— Aim a —
List every line in the entries below that contains the word "tree".

— Extracted text —
Now we’ve created a model, let’s see what’s inside…

So we can check our model parameters or what’s inside our model using .parameters().

# Create a random seed
torch.manual_seed(42)

# Create an instance of the model (this is a subclass of nn.Module)
model_0 = LinearRegressionModel()

# Check out the parameters
list(model_0.parameters())

[Parameter containing:
 tensor([0.3367], requires_grad=True),
 Parameter containing:
 tensor([0.1288], requires_grad=True)]

# List named parameters
model_0.state_dict()

OrderedDict([('weights', tensor([0.3367])), ('bias', tensor([0.1288]))])

# The ideal values
weight, bias

(0.7, 0.3)

Making predictions using `torch.inference_mode()`

To check our model’s predictive power, let’s see how well it predicts y_test based on X_test.

When we pass data through our model, it’s going to run it through the forward()method.

— Aim b —
Reproduce the PyTorch tutorial excerpt from "To check our" to "through the forward()method.", swapping "data" for "samples".

— Working data —
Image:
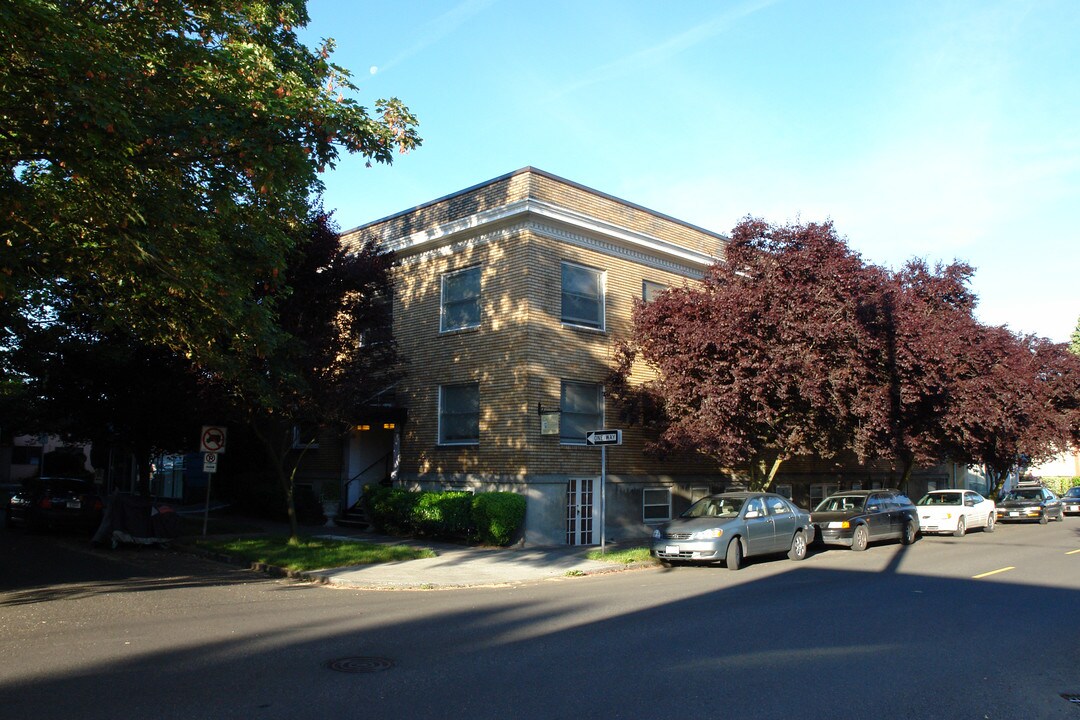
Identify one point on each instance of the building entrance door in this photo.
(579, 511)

...

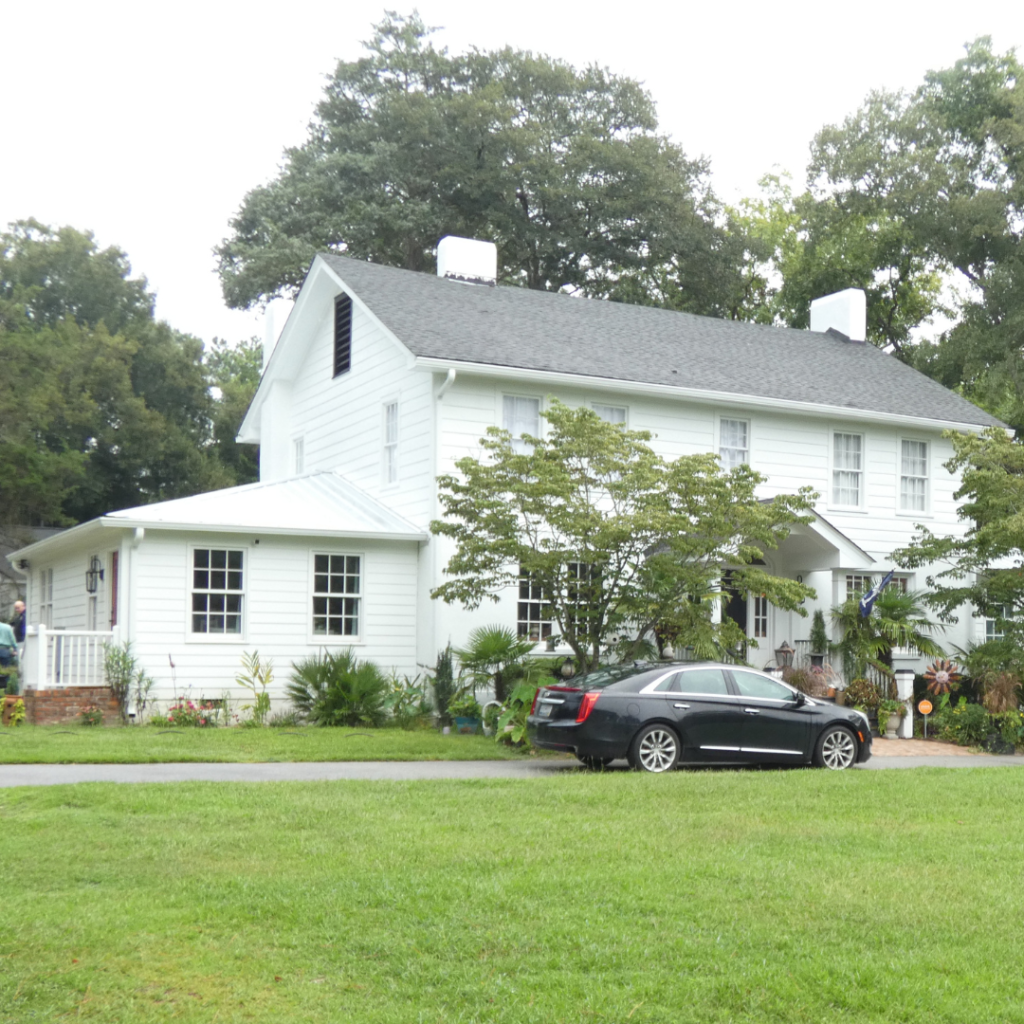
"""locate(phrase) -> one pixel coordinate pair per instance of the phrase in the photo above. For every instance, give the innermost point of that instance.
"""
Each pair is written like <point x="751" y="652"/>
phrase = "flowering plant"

==

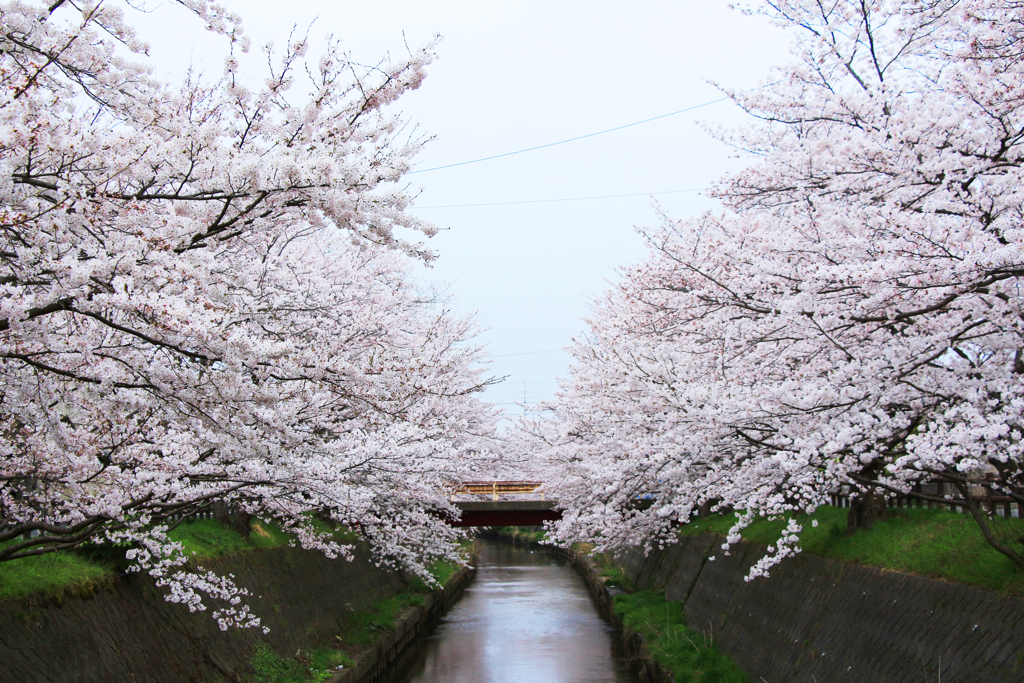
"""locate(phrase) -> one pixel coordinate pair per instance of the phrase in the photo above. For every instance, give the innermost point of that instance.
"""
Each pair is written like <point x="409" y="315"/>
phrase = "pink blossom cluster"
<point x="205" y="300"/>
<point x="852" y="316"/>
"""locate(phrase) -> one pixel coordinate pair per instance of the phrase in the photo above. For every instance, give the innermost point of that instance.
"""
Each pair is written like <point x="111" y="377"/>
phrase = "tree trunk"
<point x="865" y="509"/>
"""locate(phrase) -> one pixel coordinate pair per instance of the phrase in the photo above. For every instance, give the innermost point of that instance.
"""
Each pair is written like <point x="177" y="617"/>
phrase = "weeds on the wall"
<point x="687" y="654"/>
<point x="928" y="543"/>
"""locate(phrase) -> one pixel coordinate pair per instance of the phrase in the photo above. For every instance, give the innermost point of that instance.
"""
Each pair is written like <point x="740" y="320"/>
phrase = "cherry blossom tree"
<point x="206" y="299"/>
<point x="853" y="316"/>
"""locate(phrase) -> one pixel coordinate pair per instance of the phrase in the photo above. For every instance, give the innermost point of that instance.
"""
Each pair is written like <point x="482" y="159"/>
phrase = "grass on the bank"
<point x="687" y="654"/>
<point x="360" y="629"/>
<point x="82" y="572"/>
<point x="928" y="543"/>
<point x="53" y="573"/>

— Exercise output a —
phrase = "tree trunk"
phrase = "cherry blossom tree"

— Exercise output b —
To check our model’s predictive power, let’s see how well it predicts y_test based on X_test.

When we pass samples through our model, it’s going to run it through the forward()method.